#### [USING THE INFORMATION]
A: Decide whether each statement agrees with the passage on nasal surgery, answering yes or no and quoting the deciding words of the passage. (i) After FESS, the nasal cavity volume rose from 38,69 cm3 to 45,16 cm3. (ii) Nasal resonance stays permanently raised after surgery. (iii) The crust may increase mucosal vibration.
B: Quote the passage on nasal surgery word for word, starting at "Nasal surgeries like" and ending at "may gradually normalize.".

#### [READING PASSAGE]
<<<<
FESS increases the volume of the nasal cavity. De Paula SR et al.4 did a study on volume assessment on the FESS cavity using rhinometry. After FESS, the volume of the nasal cavity was increased to 45,16 cm3 from 38,69 cm3.
Nasal surgeries like FESS, septoplasty, and turbinoplasty, can alter the nasal scores in the immediate post operative period, when performed alone or in combination (FESS combined with septoplasty).4, 5, 7, 9, 12-15
However, with time, the nasal resonance recovers and gets back to normal. The increase in the nasal resonance immediately after surgery may be due to the crust formation and oedema. The crust may reduce the mucosal vibration and decrease the energy dampening leading to an increase in energy transfer to the nasal cavity. However, with the time crusting decreases, the sinus and nasal cavity heals. The mucosal vibration and dampening function may gradually normalize.
>>>>
Stored data entries
<<<<
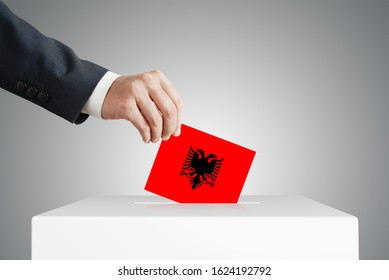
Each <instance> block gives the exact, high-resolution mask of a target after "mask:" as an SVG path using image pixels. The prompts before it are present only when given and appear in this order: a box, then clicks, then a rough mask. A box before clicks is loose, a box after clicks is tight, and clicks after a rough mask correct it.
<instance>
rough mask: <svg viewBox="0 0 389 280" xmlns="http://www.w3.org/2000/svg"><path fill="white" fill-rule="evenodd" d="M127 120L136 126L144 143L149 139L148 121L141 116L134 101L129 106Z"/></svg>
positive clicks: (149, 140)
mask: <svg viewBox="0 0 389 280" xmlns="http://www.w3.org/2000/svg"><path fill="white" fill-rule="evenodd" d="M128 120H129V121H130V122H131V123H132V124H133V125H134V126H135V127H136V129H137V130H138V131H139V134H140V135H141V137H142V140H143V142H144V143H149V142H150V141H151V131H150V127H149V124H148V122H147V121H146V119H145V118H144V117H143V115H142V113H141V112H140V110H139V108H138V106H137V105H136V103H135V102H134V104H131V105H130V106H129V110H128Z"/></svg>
>>>>
<<<<
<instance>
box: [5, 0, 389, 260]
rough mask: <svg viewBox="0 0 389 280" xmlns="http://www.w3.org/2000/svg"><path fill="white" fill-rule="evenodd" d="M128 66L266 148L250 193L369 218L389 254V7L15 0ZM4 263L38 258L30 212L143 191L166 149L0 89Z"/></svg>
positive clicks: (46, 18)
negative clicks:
>>>>
<<<<
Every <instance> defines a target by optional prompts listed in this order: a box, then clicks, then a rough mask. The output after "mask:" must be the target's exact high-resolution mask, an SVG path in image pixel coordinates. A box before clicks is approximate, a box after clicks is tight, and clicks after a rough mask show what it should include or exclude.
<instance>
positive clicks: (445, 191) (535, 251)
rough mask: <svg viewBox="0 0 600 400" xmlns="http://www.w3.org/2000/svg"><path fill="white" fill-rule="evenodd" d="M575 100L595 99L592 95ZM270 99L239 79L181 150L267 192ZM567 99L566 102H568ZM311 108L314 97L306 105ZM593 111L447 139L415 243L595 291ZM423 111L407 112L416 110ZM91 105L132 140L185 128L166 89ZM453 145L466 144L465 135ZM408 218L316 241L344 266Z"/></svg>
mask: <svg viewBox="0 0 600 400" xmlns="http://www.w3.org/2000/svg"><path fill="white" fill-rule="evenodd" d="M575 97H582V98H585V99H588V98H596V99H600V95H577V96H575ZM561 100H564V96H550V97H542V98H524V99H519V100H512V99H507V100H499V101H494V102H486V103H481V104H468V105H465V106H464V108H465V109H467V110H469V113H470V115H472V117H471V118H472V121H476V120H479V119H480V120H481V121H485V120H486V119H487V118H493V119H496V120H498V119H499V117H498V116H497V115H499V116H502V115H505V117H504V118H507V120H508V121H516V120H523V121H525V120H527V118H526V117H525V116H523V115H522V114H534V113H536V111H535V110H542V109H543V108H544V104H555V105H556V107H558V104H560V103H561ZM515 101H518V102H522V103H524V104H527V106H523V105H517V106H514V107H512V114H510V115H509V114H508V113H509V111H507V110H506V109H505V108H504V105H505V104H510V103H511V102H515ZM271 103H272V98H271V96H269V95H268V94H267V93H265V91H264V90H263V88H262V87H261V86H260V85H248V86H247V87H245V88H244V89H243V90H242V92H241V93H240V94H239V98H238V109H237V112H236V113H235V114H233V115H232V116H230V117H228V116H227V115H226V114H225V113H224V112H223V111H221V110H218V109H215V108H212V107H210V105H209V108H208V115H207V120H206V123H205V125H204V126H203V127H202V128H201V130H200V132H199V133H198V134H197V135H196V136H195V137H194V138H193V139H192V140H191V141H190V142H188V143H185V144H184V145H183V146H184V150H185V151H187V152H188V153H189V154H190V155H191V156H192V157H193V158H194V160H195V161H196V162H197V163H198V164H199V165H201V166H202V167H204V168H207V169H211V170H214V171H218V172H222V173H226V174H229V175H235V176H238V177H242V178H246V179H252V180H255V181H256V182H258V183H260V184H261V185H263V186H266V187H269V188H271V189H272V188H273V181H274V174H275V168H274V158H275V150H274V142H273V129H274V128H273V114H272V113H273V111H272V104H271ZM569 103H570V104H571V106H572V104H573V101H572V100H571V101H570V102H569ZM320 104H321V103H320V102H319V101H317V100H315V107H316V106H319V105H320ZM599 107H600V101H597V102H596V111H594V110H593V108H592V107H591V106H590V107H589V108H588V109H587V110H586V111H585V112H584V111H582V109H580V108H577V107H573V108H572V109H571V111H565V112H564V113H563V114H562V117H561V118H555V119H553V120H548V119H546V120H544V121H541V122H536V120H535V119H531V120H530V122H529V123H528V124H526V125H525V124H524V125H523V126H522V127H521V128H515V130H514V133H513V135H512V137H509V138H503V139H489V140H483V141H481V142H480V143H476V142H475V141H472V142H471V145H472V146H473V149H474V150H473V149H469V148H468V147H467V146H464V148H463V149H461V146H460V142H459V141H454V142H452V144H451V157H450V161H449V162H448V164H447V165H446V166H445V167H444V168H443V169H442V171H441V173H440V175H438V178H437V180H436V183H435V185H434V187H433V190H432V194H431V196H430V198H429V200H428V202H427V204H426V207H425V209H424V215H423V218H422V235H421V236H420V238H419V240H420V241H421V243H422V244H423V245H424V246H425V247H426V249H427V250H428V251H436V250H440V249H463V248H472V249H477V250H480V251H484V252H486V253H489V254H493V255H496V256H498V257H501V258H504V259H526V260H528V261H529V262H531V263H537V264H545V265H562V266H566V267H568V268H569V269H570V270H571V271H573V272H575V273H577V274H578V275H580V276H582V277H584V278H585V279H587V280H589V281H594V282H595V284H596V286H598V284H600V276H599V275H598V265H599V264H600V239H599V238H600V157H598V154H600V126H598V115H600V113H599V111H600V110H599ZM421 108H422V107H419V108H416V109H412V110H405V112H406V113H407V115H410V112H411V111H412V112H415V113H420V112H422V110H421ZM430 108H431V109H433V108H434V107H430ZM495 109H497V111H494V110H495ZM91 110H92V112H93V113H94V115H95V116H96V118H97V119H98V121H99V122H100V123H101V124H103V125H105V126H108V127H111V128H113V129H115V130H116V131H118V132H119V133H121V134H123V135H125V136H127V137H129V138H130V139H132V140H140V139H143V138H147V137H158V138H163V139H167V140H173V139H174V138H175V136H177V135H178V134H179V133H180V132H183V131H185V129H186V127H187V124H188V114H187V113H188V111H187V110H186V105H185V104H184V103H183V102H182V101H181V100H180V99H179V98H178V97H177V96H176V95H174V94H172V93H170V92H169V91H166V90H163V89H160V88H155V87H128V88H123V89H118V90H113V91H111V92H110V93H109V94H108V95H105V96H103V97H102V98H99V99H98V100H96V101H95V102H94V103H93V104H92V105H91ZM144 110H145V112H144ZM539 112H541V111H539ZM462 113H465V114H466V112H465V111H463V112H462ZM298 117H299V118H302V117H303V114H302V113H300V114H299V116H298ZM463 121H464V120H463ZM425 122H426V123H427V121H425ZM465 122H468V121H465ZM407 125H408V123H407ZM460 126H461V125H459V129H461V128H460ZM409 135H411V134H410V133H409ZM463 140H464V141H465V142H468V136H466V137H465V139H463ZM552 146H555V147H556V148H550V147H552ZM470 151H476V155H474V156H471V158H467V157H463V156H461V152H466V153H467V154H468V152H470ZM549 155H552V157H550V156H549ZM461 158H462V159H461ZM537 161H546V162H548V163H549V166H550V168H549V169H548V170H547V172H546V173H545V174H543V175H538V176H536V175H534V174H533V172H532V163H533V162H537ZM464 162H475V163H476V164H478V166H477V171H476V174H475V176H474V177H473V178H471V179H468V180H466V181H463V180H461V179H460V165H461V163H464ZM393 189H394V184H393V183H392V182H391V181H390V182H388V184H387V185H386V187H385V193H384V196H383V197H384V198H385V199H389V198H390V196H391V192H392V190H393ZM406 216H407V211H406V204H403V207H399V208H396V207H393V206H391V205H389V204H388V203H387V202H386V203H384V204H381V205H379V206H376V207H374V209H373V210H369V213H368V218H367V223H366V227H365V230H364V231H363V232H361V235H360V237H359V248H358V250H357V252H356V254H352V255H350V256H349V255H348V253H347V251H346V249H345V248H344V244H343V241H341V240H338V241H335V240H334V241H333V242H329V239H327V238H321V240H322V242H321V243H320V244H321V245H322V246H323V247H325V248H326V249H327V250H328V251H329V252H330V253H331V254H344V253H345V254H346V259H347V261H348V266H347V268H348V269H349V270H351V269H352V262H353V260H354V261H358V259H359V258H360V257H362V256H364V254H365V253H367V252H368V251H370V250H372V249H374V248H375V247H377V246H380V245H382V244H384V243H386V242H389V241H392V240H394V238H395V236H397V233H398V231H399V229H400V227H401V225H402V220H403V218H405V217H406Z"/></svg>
>>>>
#### [SOLUTIONS TO THE PROBLEMS]
A:
(i) Yes: "After FESS, the volume of the nasal cavity was increased to 45,16 cm3 from 38,69 cm3."
(ii) No: "However, with time, the nasal resonance recovers and gets back to normal."
(iii) No: "The crust may reduce the mucosal vibration"

B:
Nasal surgeries like FESS, septoplasty, and turbinoplasty, can alter the nasal scores in the immediate post operative period, when performed alone or in combination (FESS combined with septoplasty).4, 5, 7, 9, 12-15
However, with time, the nasal resonance recovers and gets back to normal. The increase in the nasal resonance immediately after surgery may be due to the crust formation and oedema. The crust may reduce the mucosal vibration and decrease the energy dampening leading to an increase in energy transfer to the nasal cavity. However, with the time crusting decreases, the sinus and nasal cavity heals. The mucosal vibration and dampening function may gradually normalize.